*Stated task*
Filter the lines below, copying in full every line that contains the word "lime".

═════ Data for the task ═════

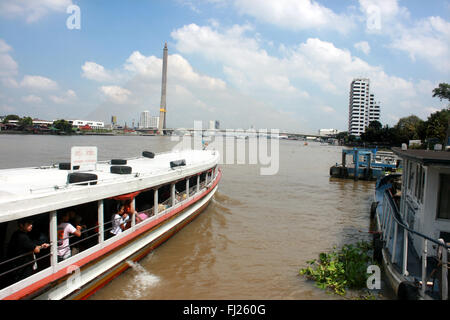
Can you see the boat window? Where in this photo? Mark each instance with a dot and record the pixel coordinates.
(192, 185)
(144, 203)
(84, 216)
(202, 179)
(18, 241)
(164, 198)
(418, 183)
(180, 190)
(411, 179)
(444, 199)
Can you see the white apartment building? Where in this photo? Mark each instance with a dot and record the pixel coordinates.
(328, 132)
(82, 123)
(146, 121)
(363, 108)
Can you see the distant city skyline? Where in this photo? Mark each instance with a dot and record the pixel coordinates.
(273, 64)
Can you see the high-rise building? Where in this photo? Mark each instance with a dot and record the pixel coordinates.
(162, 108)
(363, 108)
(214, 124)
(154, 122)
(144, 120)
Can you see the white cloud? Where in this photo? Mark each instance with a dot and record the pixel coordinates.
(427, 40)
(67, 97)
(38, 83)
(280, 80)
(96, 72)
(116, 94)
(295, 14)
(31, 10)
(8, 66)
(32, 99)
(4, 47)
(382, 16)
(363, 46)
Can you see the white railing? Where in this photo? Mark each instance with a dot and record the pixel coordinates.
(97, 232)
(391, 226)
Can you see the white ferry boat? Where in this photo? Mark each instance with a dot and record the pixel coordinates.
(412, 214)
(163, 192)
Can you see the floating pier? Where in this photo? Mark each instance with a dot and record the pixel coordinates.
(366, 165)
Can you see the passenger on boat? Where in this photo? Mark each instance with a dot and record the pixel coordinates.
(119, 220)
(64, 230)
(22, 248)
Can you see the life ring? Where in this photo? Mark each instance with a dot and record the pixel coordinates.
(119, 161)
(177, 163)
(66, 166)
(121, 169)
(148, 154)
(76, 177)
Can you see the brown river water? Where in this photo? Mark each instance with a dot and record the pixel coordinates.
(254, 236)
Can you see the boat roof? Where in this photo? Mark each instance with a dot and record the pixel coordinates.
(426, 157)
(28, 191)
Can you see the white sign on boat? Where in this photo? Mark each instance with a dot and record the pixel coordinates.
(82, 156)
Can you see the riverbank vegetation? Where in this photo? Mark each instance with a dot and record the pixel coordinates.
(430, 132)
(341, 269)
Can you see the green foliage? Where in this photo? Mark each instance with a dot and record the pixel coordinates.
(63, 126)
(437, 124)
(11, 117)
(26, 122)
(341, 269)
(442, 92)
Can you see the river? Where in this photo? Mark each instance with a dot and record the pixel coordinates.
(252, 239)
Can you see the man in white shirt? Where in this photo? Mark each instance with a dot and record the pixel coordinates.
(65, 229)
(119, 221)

═════
═════ Data for the task ═════

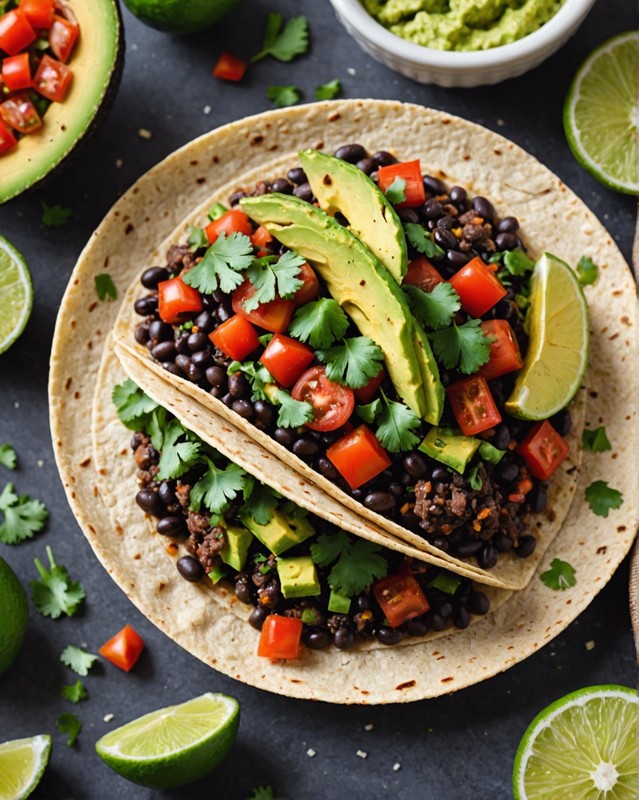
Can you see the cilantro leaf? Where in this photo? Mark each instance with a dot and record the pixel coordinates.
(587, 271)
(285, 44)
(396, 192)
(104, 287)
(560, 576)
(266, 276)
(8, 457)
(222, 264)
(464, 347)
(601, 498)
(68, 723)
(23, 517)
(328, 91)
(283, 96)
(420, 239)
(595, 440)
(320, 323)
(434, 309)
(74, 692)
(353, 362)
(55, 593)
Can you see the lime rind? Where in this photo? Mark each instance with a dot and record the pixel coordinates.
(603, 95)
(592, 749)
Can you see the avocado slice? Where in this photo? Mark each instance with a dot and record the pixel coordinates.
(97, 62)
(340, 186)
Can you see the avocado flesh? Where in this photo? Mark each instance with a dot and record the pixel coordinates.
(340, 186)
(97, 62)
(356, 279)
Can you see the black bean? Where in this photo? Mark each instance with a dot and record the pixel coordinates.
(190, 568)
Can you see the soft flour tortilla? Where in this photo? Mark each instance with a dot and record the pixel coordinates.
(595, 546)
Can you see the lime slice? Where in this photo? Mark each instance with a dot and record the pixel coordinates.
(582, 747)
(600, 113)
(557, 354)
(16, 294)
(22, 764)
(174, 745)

═════

*Full answer*
Can you see the lime rind? Where in this photo? Mark each instance with a dot and record the pixel coordinates.
Can you see the lime slice? Where in this photo? Mark each instance with a dot and record the pixel coordinates.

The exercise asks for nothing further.